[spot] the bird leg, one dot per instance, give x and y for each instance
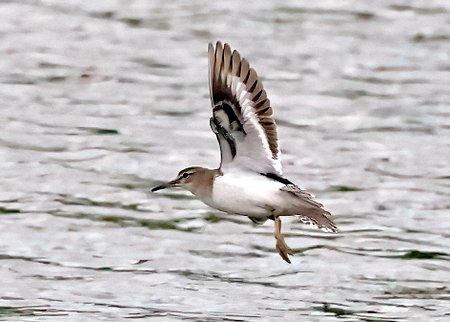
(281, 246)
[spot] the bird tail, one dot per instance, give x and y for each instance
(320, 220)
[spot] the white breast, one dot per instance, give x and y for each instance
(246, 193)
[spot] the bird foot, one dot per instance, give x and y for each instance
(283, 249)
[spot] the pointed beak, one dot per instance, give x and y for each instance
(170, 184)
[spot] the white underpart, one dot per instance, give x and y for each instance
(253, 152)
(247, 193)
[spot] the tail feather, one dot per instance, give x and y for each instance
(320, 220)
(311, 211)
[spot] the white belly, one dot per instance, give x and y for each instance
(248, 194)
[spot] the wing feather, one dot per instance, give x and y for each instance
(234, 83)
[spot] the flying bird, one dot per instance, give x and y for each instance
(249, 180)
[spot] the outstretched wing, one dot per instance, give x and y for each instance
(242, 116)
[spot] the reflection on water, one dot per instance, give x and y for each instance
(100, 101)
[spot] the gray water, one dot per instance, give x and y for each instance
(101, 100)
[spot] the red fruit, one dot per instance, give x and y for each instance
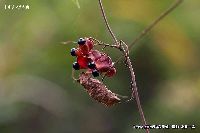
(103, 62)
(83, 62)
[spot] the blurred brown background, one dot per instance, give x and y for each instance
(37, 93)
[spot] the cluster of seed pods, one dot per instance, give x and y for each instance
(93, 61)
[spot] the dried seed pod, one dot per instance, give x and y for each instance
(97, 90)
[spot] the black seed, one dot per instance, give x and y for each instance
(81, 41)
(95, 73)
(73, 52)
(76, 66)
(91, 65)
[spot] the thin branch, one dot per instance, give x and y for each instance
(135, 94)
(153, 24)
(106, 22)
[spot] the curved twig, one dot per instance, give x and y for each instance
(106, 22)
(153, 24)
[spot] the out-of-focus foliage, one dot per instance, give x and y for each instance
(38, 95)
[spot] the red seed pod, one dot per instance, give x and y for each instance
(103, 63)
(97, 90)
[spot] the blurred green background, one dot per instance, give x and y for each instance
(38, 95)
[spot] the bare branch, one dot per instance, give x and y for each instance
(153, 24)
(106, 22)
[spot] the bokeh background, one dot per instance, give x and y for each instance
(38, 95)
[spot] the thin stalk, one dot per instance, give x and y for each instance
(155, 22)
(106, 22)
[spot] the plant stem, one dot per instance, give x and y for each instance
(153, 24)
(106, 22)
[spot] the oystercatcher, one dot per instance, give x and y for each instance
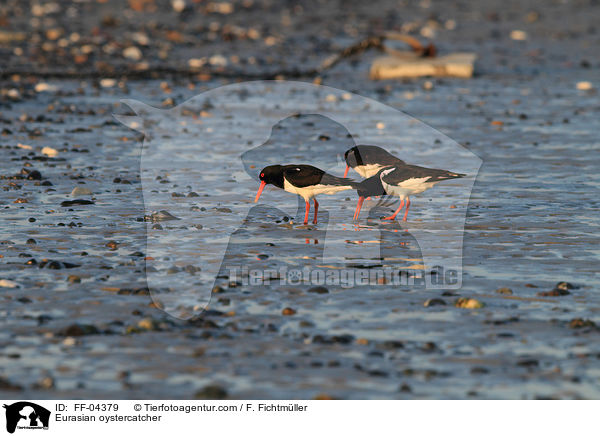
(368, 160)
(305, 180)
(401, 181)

════════════════

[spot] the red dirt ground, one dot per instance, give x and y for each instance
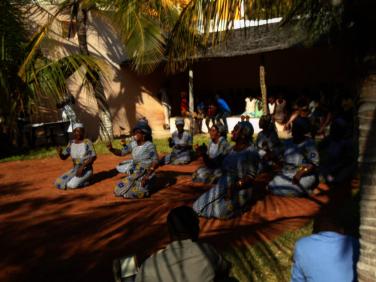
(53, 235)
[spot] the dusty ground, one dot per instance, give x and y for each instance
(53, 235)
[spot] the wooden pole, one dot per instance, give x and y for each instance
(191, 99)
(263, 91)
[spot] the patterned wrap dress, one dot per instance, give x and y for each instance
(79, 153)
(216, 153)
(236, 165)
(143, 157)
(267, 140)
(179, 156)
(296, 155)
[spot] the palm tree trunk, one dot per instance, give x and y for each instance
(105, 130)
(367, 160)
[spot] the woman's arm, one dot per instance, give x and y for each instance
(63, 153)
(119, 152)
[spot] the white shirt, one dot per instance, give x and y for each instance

════════════════

*Your goal*
Pick out every line in the items above that contains the word "bird", matching case exactly.

*Answer to the exercise*
[spot] the bird leg, one dot per instance, give x and y for each instance
[spot] the bird tail, one dot per instance, give x and y for each instance
[spot] the bird foot, one dot per instance, give x and y for each instance
[spot] the flying bird, one dot per instance, give x and y for each instance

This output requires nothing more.